■ DOCUMENT TEXT
::::

Take the Salmon, Leave the Fire With These Anti-Cooking Techniques

Local chefs get cooking without ever firing up the range

The final presentation at Guy Savoy. | Photo by Elizabeth Buehring

The final presentation at Guy Savoy. | Photo by Elizabeth Buehring

It’s one of the most breathtaking moments in one of Las Vegas’ most impressive meals. For course five of Guy Savoy’s 14-course Innovation-Inspiration menu, raw salmon is brought to your table and “cooked” for two minutes before your eyes on a block of dry ice. As a chef patiently flips it, assuring both sides chill equally, guests can see the effect the temperature is having on the fatty fish, causing it to change color and texture. When it’s served—topped with a piping hot consommé—the contrast between cold and hot is magnificent.

The process Savoy and his staff use on this “salmon iceberg” is fairly simple: They’re just freezing the meat to a precise degree. It’s just one of the many ways some of the Valley’s top chefs are toying with the nature of your food without cooking it in the traditional sense.

::::

■ GIVEN INFORMATION

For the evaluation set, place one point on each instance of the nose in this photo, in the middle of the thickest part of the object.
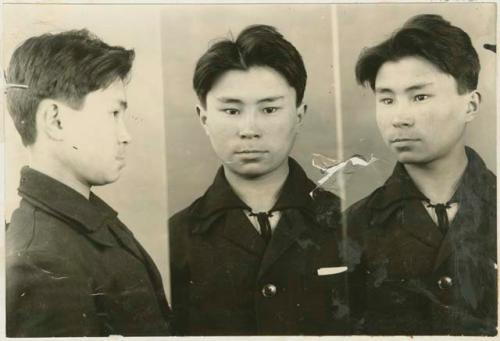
(403, 116)
(123, 134)
(249, 128)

::::

■ TO DO
(1) Please copy from the anti-cooking article word for word, starting with "The process Savoy" and going on through "the traditional sense.".
(2) In the anti-cooking article, condense the paragraph beginning "It’s one of the most breathtaking moments" into a shorter version that keeps its main facts.
(3) According to the anti-cooking article, for how long is the salmon "cooked" on the block of dry ice?
Base each answer on the anti-cooking article alone.

■ RESPONSES BY TASK
(1)
The process Savoy and his staff use on this “salmon iceberg” is fairly simple: They’re just freezing the meat to a precise degree. It’s just one of the many ways some of the Valley’s top chefs are toying with the nature of your food without cooking it in the traditional sense.

(2) At Guy Savoy in Las Vegas, course five of the 14-course Innovation-Inspiration menu brings raw salmon to the table, where a chef "cooks" it for two minutes on a block of dry ice, flipping it so both sides chill equally. Guests watch the fish change color and texture, and it is served topped with a piping hot consommé for a striking contrast of cold and hot.

(3) Two minutes.